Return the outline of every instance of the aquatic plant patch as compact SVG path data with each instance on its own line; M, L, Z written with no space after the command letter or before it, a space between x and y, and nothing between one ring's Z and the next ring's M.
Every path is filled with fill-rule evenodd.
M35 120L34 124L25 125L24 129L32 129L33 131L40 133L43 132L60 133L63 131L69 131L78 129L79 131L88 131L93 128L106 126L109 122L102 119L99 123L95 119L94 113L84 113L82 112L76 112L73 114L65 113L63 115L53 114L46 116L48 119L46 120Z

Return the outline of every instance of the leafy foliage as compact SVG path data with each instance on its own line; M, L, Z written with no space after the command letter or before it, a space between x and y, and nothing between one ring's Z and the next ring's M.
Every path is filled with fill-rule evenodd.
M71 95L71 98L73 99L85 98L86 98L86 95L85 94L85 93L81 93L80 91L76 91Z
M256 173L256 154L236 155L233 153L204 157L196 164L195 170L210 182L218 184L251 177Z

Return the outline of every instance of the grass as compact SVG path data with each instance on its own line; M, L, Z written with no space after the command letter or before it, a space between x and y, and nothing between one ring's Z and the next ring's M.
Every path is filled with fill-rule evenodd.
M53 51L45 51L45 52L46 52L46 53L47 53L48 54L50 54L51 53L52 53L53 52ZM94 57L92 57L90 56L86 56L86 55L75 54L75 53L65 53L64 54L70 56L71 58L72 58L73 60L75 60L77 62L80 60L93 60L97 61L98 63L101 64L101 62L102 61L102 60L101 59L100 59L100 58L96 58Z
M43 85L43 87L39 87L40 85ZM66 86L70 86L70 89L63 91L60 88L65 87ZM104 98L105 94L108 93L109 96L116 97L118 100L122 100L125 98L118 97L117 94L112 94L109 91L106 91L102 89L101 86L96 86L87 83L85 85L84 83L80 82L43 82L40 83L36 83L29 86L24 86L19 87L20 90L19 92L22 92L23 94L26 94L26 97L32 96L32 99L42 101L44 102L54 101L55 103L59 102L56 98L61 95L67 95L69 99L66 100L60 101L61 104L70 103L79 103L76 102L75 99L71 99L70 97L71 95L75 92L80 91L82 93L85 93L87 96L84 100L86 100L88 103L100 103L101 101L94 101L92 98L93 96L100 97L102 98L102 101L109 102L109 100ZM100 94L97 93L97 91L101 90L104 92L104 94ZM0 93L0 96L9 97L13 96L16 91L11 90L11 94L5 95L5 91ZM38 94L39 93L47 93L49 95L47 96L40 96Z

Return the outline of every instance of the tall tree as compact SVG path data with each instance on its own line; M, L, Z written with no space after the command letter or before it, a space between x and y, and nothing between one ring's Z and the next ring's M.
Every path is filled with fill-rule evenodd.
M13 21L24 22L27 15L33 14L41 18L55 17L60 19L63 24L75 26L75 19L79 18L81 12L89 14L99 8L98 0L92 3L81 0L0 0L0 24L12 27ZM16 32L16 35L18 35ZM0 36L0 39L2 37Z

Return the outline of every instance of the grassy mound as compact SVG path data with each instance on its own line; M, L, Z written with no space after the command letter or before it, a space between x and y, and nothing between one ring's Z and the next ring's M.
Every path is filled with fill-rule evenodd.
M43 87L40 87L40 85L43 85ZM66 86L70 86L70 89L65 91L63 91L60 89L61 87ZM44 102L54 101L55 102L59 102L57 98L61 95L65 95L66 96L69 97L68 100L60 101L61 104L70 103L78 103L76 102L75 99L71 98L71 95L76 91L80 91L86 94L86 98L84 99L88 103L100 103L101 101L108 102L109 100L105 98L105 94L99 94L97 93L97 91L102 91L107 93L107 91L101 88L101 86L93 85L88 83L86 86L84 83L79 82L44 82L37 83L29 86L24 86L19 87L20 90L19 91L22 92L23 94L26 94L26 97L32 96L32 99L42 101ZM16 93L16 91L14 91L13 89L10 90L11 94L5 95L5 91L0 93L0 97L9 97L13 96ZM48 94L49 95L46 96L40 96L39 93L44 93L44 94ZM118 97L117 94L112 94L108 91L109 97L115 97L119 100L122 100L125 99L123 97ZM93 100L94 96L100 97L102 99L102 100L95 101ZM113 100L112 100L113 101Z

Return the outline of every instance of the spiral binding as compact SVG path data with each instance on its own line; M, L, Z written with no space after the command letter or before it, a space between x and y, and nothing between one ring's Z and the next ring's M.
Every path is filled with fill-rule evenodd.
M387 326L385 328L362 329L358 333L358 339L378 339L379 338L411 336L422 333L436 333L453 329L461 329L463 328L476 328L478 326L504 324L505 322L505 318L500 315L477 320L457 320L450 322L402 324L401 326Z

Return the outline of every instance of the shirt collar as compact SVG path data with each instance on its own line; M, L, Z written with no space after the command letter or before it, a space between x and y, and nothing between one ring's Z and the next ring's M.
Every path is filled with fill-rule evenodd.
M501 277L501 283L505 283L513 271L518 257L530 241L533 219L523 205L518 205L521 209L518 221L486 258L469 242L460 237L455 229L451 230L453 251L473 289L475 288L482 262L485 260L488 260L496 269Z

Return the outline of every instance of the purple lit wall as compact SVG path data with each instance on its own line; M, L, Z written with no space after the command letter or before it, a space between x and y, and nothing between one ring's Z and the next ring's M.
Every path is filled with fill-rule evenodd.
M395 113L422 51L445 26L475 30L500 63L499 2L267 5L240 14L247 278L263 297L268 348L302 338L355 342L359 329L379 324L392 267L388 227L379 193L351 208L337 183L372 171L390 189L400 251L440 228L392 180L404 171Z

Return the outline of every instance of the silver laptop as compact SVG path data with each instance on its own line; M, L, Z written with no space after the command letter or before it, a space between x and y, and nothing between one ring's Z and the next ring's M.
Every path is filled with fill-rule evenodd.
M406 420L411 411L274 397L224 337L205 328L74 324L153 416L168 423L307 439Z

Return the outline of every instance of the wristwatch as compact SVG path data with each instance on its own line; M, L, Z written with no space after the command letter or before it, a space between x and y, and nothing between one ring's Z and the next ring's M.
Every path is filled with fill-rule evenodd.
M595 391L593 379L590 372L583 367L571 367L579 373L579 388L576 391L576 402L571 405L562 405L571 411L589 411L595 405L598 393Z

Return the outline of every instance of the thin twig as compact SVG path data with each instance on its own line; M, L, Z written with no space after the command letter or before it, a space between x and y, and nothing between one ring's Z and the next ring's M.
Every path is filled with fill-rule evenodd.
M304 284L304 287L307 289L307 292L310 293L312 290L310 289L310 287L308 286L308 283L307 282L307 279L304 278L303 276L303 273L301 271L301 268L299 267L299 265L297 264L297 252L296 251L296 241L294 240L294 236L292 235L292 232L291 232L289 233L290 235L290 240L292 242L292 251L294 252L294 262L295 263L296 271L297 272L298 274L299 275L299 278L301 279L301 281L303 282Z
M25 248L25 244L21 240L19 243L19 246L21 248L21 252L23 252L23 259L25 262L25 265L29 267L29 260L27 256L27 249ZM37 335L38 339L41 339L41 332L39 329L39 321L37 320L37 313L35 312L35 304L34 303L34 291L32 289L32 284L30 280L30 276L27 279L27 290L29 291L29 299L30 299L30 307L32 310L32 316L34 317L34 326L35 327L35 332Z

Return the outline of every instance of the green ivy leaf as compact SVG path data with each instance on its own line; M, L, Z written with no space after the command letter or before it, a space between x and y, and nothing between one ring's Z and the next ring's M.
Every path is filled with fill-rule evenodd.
□ □ □ □ □ □ □
**Exercise**
Can you put the data into a numbered list, starting at its first line and going through the line that contains "M35 120L34 124L25", with any blank lines left out?

**Finished task**
1. Return the outline of every instance of the aquatic plant patch as compact SVG path data with each instance on its own line; M, L, Z written with no space after the command letter or before it, a space between x and y, and nothing between one ring's Z and the next ring's M.
2. Every path is filled with fill-rule evenodd.
3. M35 120L34 124L25 125L24 129L32 129L33 131L40 133L43 132L60 133L63 131L69 131L78 129L79 131L88 131L93 128L106 126L109 122L102 119L99 123L95 119L94 113L84 113L82 112L76 112L73 114L65 113L63 115L53 114L46 116L48 119L46 120Z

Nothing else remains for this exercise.